* _WHAT THIS TASK INVOLVES_: Repeat the items below word for word, starting at the line that contains "For every instance of the bokeh" and continuing through the last line.

[Source records]
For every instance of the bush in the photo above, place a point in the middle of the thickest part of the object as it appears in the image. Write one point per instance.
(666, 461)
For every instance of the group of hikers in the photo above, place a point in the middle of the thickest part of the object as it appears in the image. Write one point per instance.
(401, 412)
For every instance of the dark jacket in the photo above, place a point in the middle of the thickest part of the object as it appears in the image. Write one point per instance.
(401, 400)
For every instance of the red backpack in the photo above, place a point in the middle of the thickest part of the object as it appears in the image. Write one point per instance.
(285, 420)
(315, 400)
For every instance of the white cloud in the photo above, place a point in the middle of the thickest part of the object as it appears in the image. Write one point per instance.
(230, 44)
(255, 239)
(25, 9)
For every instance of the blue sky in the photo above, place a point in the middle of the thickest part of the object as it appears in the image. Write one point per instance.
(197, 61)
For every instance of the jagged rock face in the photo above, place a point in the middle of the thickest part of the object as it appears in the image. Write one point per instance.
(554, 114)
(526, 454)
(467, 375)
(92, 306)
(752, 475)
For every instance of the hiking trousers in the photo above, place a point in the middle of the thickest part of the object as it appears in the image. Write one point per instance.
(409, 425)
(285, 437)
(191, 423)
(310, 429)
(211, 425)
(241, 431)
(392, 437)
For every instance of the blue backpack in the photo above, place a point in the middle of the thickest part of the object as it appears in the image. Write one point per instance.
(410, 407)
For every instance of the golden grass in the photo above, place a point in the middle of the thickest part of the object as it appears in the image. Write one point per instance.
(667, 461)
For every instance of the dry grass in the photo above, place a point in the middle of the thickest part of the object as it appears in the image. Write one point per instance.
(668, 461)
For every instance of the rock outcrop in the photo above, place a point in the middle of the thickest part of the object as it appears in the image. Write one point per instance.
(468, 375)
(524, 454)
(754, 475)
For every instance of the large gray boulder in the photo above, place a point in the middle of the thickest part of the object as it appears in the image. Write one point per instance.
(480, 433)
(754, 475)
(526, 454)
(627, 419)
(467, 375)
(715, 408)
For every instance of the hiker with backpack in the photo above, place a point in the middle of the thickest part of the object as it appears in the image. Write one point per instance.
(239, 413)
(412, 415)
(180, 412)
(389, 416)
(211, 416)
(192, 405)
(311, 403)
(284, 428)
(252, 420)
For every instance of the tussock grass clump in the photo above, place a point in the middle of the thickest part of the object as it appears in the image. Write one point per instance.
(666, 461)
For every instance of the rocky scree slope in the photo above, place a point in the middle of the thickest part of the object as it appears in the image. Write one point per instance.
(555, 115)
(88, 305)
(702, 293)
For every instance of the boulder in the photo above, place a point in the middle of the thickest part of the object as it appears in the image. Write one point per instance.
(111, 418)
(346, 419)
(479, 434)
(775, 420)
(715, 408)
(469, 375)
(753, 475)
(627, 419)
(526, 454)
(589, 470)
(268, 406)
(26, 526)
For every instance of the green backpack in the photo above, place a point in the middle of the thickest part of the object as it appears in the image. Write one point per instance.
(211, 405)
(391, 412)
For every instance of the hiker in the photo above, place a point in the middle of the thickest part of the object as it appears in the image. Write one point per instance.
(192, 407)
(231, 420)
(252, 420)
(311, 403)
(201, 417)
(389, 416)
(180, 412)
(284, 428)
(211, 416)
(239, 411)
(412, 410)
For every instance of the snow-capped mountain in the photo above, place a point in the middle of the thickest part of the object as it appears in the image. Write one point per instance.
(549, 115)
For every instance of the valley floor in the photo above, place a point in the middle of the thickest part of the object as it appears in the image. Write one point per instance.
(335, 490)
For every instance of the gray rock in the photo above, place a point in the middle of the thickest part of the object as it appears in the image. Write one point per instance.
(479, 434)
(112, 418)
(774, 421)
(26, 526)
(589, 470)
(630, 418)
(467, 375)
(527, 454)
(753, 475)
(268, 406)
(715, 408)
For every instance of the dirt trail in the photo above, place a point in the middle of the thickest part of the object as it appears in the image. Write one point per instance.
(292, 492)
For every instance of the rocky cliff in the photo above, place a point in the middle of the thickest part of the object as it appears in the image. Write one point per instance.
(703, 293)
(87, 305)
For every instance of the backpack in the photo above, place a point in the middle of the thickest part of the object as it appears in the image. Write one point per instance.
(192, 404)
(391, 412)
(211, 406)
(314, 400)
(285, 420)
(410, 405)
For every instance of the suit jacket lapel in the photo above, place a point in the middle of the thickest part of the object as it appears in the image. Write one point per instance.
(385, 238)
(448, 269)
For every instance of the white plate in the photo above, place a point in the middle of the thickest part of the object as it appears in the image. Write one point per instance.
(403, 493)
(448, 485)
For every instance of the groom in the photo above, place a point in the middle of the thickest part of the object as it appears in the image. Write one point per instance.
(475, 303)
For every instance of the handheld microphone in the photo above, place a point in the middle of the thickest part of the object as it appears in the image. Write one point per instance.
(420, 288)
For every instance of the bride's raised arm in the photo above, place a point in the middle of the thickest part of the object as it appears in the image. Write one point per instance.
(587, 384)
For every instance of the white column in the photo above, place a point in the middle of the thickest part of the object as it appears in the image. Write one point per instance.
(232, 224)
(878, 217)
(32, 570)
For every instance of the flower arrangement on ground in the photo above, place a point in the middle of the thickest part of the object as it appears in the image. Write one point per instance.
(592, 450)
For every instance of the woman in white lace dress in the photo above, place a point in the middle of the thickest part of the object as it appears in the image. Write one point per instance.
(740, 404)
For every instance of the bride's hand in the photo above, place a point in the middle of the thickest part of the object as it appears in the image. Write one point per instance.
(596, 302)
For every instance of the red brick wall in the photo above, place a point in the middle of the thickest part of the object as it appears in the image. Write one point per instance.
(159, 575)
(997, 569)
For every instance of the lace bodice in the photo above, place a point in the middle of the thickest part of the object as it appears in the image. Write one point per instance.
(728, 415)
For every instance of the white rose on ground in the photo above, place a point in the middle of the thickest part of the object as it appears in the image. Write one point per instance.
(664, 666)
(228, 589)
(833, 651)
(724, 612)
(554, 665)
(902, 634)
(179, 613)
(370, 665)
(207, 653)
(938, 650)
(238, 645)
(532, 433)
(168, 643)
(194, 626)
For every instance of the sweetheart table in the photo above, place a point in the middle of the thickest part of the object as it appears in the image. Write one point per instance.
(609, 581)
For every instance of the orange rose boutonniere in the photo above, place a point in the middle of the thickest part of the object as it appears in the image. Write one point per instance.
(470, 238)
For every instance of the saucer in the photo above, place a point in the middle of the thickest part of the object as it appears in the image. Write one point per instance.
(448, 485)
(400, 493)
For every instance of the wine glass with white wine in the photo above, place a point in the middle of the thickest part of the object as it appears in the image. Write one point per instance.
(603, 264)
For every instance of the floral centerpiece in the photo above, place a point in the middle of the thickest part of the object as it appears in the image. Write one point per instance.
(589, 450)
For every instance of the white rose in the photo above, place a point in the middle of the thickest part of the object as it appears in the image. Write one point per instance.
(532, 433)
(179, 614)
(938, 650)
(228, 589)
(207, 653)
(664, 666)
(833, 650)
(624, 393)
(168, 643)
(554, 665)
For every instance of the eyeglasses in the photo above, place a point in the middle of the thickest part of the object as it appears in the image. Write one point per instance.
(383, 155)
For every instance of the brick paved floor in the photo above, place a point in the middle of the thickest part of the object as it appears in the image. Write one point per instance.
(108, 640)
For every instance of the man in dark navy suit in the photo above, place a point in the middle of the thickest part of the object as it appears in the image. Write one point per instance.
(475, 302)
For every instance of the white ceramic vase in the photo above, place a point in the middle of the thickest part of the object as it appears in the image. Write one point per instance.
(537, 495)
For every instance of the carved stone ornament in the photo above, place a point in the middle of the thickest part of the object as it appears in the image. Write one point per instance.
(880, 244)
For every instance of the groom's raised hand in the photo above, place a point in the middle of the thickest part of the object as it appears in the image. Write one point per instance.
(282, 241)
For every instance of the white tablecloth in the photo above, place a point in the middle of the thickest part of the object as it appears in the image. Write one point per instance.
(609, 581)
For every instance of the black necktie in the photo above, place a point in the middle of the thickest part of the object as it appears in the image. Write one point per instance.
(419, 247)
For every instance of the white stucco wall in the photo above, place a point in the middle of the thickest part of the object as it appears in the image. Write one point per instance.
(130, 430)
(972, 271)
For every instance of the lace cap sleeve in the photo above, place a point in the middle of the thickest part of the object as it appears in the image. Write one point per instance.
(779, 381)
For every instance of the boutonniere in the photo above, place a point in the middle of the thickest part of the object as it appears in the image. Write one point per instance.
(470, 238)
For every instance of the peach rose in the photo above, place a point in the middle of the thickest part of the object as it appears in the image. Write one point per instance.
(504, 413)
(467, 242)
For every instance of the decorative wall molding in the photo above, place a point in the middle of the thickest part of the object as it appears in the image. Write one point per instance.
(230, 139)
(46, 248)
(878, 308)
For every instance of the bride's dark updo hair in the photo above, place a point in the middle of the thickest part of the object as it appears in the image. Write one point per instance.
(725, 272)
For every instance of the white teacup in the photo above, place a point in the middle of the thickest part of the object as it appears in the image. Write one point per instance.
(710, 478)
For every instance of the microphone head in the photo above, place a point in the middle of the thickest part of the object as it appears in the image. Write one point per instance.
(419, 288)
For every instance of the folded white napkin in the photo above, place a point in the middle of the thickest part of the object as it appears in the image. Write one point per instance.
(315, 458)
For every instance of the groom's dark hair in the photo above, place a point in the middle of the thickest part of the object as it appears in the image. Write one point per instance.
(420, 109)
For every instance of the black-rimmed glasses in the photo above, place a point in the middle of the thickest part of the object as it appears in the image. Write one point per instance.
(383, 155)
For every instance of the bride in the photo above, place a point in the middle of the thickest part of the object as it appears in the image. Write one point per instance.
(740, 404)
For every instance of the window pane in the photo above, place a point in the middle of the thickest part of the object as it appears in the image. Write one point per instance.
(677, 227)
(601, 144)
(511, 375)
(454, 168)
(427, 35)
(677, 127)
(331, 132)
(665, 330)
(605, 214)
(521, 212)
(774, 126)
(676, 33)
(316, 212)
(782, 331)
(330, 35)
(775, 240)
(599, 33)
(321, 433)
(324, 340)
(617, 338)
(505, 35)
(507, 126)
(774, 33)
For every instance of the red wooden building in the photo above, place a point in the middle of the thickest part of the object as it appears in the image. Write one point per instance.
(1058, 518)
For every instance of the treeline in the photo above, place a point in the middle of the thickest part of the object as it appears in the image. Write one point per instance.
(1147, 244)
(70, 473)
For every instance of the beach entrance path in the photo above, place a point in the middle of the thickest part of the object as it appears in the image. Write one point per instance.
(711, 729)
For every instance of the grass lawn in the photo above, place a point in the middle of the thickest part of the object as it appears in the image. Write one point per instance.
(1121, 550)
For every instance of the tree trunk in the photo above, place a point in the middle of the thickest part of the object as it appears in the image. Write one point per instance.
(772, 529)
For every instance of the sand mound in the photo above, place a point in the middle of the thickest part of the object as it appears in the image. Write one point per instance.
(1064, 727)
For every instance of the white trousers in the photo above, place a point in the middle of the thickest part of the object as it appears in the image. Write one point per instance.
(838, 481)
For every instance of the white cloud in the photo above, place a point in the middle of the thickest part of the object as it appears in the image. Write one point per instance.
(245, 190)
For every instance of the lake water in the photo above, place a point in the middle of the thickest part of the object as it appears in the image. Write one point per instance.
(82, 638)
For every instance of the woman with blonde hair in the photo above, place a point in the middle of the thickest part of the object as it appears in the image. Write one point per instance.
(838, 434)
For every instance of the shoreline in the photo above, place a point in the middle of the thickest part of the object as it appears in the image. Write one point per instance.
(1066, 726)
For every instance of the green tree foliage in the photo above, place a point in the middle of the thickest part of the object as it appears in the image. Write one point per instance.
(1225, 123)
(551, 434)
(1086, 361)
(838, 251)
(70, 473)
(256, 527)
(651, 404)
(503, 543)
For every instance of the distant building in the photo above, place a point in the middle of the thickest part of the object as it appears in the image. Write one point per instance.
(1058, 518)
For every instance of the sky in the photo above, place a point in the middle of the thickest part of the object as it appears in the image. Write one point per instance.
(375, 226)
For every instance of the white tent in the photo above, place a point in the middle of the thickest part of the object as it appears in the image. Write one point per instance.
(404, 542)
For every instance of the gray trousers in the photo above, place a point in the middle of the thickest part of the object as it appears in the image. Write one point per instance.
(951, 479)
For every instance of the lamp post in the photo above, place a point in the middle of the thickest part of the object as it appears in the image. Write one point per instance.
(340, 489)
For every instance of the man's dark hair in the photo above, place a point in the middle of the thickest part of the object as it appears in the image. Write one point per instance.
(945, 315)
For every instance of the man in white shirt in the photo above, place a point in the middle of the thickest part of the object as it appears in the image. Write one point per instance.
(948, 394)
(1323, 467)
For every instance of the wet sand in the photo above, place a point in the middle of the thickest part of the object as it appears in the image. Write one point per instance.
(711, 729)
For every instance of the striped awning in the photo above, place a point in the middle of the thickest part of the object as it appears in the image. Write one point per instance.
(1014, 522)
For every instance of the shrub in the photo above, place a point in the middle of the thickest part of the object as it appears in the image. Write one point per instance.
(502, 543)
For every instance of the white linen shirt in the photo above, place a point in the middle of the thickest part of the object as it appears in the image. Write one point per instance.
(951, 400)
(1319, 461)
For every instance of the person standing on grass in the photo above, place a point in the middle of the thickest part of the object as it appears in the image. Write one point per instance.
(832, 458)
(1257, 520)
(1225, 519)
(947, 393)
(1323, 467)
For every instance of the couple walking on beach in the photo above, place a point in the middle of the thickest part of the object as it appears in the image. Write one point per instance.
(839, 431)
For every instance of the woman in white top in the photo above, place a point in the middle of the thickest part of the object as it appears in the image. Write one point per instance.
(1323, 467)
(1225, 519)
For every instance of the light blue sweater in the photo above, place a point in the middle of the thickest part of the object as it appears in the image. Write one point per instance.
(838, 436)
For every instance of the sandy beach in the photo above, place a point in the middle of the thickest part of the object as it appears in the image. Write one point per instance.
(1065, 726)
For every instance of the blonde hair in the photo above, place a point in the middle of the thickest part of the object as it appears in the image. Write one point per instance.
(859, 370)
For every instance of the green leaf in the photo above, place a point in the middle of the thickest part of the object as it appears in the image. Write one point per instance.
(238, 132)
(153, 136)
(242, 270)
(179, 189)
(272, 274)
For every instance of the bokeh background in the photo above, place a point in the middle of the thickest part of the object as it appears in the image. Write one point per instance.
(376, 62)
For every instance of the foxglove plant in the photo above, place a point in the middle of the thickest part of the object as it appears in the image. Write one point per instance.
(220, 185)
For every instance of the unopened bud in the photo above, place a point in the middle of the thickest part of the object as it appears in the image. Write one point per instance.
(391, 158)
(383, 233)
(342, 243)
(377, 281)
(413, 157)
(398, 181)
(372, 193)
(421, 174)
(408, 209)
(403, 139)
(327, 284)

* _EXERCISE RESULT_:
For every instance of the bokeh background in the photo above, place a point in the middle of the thickest part of the object as it appears in the image. Write one point per instance.
(376, 62)
For every instance of the foxglove plant in the photo above, place a point in the middle of the thickest part of the object as it appears in the image. Write one point per instance.
(220, 185)
For every instance of the unopened bud in the photo above, place a point in the middle of the thickest part of the object as it appears in the image. Write one point per instance.
(391, 158)
(383, 233)
(342, 243)
(377, 281)
(413, 157)
(398, 181)
(372, 193)
(421, 174)
(408, 209)
(403, 139)
(327, 284)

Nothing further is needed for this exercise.